**Exercises:**
A - Reproduce the passage of the fine particle pollution excerpt starting with "ABOUT DESIGNATIONS" and going on through "their air quality.".
B - According to the fine particle pollution excerpt, by what date must states and tribes submit their implementation plans to EPA?

**Excerpt:**
----------------

  • States and tribes provided their initial designation recommendations in December 2007 based on the most recent three years of air quality monitoring data — generally 2004 to 2006. EPA plans to make final designations in December 2008 using air quality monitoring data from 2005, 2006 and 2007.

  • Once designations take effect, they become an important component of state, local and tribal governments’ efforts to reduce fine particle pollution. The designations govern what subsequent regulatory actions states, tribes, and EPA must take in order to improve or preserve air quality in each area.

  • Efforts by states and tribes to attain the 1997 PM2.5 standards will help to reduce unhealthy levels of fine particle pollution. In addition, EPA’s Clean Diesel Program is helping to reduce fine particle pollution across the country from highway, nonroad and stationary diesel engines.

ABOUT DESIGNATIONS

  • After EPA makes final attainment and nonattainment designations in December, areas designated nonattainment across the country will be required to take action to improve their air quality.

  • Areas that will be designated attainment/unclassifiable will not have to take steps to improve air quality but they must take steps to help prevent their air quality from deteriorating to unhealthy levels.

  • The Clean Air Act requires state, local and tribal governments to take steps to control particle pollution in nonattainment areas. Those steps may include stricter controls on industrial facilities and additional planning requirements for transportation-related sources.

  • State, local and tribal governments must detail control requirements in plans demonstrating how they will meet the 2006 PM2.5 NAAQS. Those plans are known as state or tribal implementation plans, or SIPs/TIPs. States and tribes must submit their plans to EPA within three years after the Agency makes final designations — by April 2012. Areas are required to attain clean air by 2014. EPA may grant attainment date extensions of up to five additional years in areas with more severe PM2.5 problems and where emission control measures are not available or feasible.
----------------
**Information provided:**
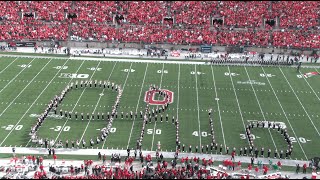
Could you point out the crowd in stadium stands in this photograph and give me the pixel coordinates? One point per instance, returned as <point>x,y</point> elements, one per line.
<point>184,168</point>
<point>143,21</point>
----------------
**Written responses:**
A -
ABOUT DESIGNATIONS

  • After EPA makes final attainment and nonattainment designations in December, areas designated nonattainment across the country will be required to take action to improve their air quality.

B - By April 2012, within three years after EPA makes final designations.